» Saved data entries
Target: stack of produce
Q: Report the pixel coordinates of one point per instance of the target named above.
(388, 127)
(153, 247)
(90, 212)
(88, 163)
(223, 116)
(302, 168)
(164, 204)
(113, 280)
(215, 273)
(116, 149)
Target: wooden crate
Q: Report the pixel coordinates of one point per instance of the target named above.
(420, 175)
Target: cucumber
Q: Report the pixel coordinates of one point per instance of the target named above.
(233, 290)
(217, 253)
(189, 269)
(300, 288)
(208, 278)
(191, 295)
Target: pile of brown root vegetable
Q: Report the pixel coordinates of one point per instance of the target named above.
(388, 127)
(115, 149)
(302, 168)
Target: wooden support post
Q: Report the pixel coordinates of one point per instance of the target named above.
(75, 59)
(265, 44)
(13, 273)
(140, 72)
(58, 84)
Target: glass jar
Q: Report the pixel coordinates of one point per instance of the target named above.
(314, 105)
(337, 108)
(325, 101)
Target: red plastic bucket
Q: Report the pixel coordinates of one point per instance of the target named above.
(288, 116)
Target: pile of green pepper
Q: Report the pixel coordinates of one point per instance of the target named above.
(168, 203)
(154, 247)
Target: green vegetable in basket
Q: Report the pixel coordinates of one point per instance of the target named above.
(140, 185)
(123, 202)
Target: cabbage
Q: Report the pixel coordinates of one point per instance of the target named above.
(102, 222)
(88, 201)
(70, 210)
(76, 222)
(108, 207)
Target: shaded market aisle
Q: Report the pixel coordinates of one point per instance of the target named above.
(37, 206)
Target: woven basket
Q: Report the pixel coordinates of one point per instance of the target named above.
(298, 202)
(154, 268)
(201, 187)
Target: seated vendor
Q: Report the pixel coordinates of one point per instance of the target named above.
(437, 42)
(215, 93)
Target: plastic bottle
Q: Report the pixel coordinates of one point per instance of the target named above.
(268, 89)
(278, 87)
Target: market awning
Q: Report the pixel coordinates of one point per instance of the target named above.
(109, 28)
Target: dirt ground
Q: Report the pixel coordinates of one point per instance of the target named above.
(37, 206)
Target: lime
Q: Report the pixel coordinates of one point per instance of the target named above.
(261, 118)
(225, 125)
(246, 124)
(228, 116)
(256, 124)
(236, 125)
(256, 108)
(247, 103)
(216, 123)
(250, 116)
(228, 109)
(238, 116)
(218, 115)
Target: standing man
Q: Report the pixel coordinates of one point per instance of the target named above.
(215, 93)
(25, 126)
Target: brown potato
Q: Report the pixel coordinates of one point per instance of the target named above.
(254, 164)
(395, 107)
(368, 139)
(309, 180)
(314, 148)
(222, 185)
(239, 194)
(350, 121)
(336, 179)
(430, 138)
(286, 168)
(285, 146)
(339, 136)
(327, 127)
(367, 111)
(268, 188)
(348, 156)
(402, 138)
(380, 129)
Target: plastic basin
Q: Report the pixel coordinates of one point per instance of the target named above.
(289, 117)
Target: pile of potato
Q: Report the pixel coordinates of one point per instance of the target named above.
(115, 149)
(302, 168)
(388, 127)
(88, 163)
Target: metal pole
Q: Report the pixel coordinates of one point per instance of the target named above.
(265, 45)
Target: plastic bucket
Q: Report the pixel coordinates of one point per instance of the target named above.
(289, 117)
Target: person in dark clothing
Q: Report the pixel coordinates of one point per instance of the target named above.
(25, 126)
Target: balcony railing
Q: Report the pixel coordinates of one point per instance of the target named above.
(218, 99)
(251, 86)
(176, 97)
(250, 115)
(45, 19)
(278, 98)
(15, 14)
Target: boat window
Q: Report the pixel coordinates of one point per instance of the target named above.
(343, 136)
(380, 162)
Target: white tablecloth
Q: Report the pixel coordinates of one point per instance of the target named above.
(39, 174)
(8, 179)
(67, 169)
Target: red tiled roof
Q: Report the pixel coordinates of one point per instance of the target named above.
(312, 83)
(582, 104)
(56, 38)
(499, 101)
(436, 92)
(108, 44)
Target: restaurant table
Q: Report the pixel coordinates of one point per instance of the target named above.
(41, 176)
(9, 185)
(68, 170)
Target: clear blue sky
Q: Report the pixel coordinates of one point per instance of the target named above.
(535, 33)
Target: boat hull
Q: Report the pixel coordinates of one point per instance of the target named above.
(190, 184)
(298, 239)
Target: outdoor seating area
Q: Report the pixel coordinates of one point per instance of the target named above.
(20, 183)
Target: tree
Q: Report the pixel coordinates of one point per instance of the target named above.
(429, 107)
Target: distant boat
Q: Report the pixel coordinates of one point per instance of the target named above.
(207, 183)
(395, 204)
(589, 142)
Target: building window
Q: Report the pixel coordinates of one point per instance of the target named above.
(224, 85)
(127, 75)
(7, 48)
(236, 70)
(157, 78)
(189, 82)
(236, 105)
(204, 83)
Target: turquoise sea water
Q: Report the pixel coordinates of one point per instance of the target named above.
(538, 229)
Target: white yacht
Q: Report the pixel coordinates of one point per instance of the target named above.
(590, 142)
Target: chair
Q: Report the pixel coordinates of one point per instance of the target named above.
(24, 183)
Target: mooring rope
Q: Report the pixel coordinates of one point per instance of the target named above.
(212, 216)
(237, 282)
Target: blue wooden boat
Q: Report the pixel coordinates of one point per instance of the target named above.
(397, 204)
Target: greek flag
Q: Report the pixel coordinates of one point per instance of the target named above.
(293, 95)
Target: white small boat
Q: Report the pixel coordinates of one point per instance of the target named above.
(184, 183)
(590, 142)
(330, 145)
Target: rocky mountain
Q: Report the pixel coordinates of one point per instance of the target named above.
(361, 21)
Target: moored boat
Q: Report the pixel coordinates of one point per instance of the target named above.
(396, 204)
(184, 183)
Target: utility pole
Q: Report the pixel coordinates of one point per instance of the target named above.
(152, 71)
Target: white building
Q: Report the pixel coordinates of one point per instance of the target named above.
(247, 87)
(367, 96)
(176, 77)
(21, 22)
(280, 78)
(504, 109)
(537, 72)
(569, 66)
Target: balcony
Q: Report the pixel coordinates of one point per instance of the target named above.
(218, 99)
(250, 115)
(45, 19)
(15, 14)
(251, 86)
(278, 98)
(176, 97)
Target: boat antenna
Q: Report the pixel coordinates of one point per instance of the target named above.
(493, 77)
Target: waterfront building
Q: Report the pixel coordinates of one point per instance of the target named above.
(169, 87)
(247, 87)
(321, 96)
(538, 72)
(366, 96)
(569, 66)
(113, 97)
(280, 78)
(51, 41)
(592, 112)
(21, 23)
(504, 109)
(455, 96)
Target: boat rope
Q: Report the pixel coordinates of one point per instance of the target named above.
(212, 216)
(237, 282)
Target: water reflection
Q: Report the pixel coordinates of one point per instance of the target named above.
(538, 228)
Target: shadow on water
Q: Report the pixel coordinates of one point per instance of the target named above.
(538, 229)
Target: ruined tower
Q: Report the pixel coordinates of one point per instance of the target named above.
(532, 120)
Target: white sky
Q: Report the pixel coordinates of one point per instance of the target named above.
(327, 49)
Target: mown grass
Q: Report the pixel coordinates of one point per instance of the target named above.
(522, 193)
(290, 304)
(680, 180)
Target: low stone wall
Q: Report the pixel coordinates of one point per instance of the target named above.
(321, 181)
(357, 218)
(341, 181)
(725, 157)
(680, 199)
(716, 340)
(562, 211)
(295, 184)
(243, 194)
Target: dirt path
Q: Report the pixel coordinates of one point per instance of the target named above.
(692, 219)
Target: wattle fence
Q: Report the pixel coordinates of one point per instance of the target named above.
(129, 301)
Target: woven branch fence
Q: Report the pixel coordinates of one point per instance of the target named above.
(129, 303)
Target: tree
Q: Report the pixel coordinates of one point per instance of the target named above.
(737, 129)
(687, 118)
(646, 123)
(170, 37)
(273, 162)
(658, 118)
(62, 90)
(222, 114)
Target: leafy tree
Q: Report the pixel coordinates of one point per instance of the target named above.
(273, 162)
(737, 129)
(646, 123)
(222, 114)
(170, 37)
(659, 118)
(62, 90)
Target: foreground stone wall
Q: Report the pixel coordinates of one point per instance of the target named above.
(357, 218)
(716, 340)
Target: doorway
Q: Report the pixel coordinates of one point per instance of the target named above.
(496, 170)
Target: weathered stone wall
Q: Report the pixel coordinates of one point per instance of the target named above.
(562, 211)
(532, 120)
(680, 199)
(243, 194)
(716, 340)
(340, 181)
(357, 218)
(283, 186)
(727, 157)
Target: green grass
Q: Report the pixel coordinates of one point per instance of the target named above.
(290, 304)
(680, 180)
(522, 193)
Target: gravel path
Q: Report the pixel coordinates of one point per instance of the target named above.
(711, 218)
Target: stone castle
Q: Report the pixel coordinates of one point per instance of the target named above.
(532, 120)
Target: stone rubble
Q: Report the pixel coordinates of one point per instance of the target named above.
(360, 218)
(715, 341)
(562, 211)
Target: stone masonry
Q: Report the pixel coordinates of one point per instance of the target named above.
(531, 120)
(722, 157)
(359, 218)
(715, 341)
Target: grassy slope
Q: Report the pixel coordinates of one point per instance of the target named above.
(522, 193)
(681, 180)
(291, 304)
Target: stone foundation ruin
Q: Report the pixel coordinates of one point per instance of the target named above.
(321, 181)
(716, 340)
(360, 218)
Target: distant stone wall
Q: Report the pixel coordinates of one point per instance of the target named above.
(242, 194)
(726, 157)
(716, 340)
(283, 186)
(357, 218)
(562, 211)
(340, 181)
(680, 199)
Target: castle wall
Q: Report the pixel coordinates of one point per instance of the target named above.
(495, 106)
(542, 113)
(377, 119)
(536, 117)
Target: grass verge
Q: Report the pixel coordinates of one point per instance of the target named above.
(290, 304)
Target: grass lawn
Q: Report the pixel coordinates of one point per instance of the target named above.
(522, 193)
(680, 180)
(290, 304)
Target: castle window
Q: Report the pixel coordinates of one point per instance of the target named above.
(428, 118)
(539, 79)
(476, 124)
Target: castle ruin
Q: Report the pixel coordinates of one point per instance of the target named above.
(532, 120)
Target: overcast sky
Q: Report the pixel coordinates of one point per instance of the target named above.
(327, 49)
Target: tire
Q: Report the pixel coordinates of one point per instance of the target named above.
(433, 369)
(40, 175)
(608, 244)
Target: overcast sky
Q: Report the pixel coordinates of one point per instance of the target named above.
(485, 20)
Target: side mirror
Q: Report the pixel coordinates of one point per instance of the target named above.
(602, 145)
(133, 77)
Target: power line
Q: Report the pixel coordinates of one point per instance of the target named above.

» TO DO
Please report the number of lines in the data that include the word "rope", and add no other text.

» RESULT
2